Objetivo 1: Com base no texto sobre a renda dos escritores, explique por que um autor com um livro de R$ 35 ganharia menos de R$ 500 por mês, mesmo numa projeção otimista.
Objetivo 2: Prossiga o texto sobre a renda dos escritores a partir do ponto em que ele termina.

Do que vivem os escritores?
Pesquisa informal mostra que uma
minoria se sustenta com a venda de livros, embora a maioria ganhe com
atividades ligadas à escrita.
SANTIAGO
NAZARIAN – Especial para o Jornal A FOLHA (14 de dezembro 2014)
Do que você vive? É a
pergunta que todo autor ouve com frequência. Eu mesmo, nos malabarismos das
contas do mês, sempre me pergunto como meus colegas conseguem se sustentar num
país em que se lê tão pouco.
Como padrão
internacional, para cada livro vendido o autor recebe em média 10% do preço de
capa. O restante é dividido entre editora (que arca com custos de edição,
publicação, promoção), distribuidora e livraria.
Considerando que a
tiragem média de edição de literatura contemporânea no Brasil é de 3.000 exemplares,
um autor com um livro a R$ 35 que, numa projeção otimista, consiga vender essa
quantidade em dois anos ganharia R$ 5.250 por ano, menos de R$ 500 por mês.
Apesar disso, a
multiplicação de eventos literários --a participação num debate paga em média
R$ 2.000-- e alternativas de escrita abertas pela internet, pela TV e pelo
cinema têm possibilitado a autores "estabelecidos" viver da escrita,
embora não da venda de livros.
"Nunca houve
tanto interesse em autores, mais do que em livros", diz Andrea del Fuego,
39, autora de "Os Malaquias", que em 2014 teve como principal fonte
de renda as oficinas literárias.
Numa pesquisa
informal com 50 autores de diversos perfis e estágios na carreira, obtive dados
sintomáticos das formas de sobrevivência de escritores no Brasil. Os autores
responderam a questões como "qual sua maior fonte de renda" e "o
quanto a venda de livros representa da sua renda" --muitos sob a condição
de que seus dados individuais não fossem divulgados.
Vendas
Só quatro dos 50 escritores, três deles no campo da literatura
juvenil/de entretenimento, apontaram a venda de livros como principal
componente de sua renda.
Tammy Luciano é uma autora desse perfil, que levanta a bandeira da
literatura comercial; seu romance "Claro que Te Amo!" vendeu 10 mil
cópias em 45 dias. "O jovem consome muito. O livro para esse público pode
ser vendido em larga escala", diz.
No geral, as principais fontes de renda decorrem de atividades
relacionadas à escrita, como dar aulas ou palestras, realizar oficinas literárias,
traduzir livros, trabalhar com jornalismo e criar roteiros de cinema e
televisão.
O gaúcho Paulo Scott, 48, lança em abril, pela Foz, seu próximo romance,
"O Ano que Vivi de Literatura", no qual aborda essa realidade.
"É uma abordagem ficcional que acabou envolvendo o quadro escrever
um livro' que, caso repercuta, levará o autor a ser convidado a eventos
literários, indicado a premiações, adaptado para o cinema e o teatro",
discorre.

Listagem:
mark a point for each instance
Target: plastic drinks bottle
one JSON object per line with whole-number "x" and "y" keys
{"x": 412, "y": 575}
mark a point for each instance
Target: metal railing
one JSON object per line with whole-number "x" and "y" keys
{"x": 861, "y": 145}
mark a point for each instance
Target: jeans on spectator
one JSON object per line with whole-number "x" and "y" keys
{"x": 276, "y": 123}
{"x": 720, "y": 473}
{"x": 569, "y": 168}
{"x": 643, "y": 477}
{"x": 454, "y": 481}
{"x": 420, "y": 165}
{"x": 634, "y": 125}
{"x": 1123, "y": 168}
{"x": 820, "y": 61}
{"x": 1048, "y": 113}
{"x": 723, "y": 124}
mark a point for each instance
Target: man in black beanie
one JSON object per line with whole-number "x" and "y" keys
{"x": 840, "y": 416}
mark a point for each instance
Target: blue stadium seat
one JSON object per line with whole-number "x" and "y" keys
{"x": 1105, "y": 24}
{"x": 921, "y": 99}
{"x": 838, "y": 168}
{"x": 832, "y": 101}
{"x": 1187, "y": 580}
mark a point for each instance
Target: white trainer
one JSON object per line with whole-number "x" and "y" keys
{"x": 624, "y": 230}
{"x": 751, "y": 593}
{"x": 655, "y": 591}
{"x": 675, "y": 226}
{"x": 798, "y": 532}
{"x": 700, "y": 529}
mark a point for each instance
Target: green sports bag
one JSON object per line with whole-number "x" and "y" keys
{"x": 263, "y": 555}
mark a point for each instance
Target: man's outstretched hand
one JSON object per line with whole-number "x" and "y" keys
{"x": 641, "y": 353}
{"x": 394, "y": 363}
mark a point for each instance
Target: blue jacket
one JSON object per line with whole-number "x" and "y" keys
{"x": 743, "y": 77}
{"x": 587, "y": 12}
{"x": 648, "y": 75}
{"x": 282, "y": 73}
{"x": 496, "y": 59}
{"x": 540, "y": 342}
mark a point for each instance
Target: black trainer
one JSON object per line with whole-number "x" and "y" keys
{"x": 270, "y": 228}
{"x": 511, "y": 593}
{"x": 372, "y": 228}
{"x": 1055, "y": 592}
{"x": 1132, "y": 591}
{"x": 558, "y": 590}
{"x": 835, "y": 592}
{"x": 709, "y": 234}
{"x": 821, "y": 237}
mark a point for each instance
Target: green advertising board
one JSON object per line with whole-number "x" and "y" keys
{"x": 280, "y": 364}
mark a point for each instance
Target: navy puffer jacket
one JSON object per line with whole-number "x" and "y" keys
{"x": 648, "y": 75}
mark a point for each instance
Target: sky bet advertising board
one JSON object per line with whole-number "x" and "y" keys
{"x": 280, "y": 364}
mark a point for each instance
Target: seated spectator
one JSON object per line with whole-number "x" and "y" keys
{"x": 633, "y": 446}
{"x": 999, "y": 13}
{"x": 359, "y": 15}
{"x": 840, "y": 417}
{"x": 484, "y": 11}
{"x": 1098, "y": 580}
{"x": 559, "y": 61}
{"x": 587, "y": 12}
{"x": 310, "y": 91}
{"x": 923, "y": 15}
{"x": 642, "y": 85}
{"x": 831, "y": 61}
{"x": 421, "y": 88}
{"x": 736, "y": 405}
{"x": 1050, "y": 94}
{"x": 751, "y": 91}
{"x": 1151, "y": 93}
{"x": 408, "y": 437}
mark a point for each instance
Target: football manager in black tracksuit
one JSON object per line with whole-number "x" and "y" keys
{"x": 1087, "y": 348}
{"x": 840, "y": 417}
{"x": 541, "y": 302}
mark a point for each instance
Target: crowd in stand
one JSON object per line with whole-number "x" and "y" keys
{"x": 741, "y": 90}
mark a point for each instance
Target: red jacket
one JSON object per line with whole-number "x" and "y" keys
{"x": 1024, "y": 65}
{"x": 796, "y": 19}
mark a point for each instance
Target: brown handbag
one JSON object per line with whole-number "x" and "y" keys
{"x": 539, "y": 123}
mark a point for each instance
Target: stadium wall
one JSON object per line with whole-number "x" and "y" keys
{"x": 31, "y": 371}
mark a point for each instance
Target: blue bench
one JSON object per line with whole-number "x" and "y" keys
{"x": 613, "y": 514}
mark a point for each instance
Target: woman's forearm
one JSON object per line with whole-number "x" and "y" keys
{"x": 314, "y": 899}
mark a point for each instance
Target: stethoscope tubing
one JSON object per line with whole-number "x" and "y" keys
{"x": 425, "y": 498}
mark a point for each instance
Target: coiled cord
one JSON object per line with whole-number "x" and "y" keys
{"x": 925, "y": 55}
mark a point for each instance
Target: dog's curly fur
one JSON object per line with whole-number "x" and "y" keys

--

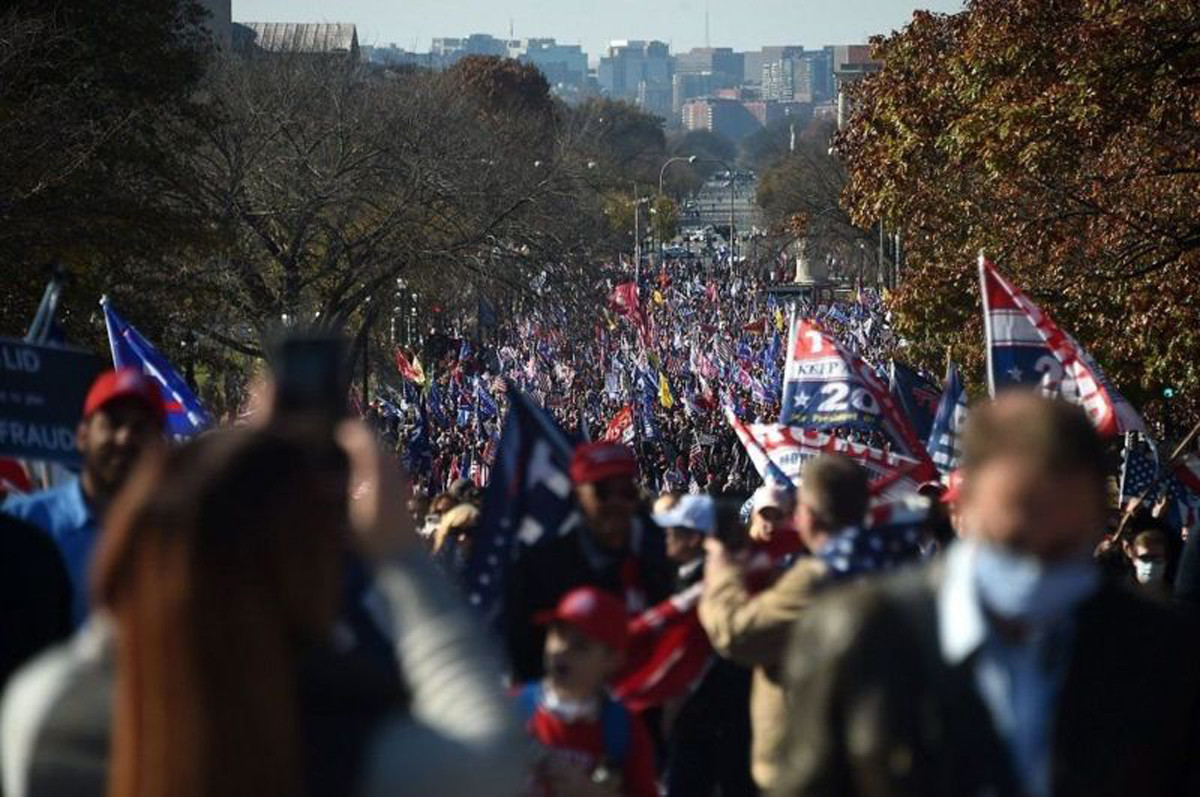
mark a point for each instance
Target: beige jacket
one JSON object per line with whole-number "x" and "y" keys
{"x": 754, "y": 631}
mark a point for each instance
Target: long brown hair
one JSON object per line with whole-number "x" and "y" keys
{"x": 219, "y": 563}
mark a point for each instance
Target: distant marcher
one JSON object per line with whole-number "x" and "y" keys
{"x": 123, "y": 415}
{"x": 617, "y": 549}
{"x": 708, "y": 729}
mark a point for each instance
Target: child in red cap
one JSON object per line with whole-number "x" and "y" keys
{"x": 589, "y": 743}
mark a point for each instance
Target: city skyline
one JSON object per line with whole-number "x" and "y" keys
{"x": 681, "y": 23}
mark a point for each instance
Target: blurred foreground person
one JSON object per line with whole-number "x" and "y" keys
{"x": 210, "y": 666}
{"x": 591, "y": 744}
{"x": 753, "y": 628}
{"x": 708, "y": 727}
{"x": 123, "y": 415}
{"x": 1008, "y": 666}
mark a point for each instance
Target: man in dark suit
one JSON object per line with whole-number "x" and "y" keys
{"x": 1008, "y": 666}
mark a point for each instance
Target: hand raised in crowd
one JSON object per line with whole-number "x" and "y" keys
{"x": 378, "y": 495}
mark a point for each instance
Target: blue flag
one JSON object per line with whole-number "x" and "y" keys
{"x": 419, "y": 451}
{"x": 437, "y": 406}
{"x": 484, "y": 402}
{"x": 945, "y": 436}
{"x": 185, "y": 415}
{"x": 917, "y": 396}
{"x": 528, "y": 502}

Resposta escrita 1: O autor recebe em média 10% do preço de capa, ou seja, R$ 3,50 por exemplar. A tiragem média de literatura contemporânea no Brasil é de 3.000 exemplares. Se ele vender toda a tiragem em dois anos, ganhará R$ 5.250 por ano, o que corresponde a menos de R$ 500 por mês.

Resposta escrita 2:
Apenas 11 dos 50 entrevistados disseram ter profissão sem relação com
atividade artística e, desses, dez apontaram essa outra ocupação como principal
fonte de renda.
"Não ter de cumprir expediente faz diferença para quem precisa de
tempo, ou ao menos administrar o tempo com mais liberdade," diz Michel
Laub, 41, que teve como maior fonte de renda em 2014 as vendas de direitos de
seus livros para o exterior.
Outros Tempos
O escritor que cumpre expediente como funcionário público --ocupação, em
outros tempos, de nomes como Machado de Assis e Lima Barreto-- já não parece
comum.
Apenas três dos consultados fazem ou fizeram parte desse grupo. É o caso
de Marcos Peres, 30, autor de "O Evangelho Segundo Hitler" e técnico
judiciário do Tribunal de Justiça do Paraná. "É burocrático, nada
glamoroso, mas necessário", diz.
Dos autores pesquisados, a maioria considera a situação do autor
brasileiro hoje melhor que há 20 anos.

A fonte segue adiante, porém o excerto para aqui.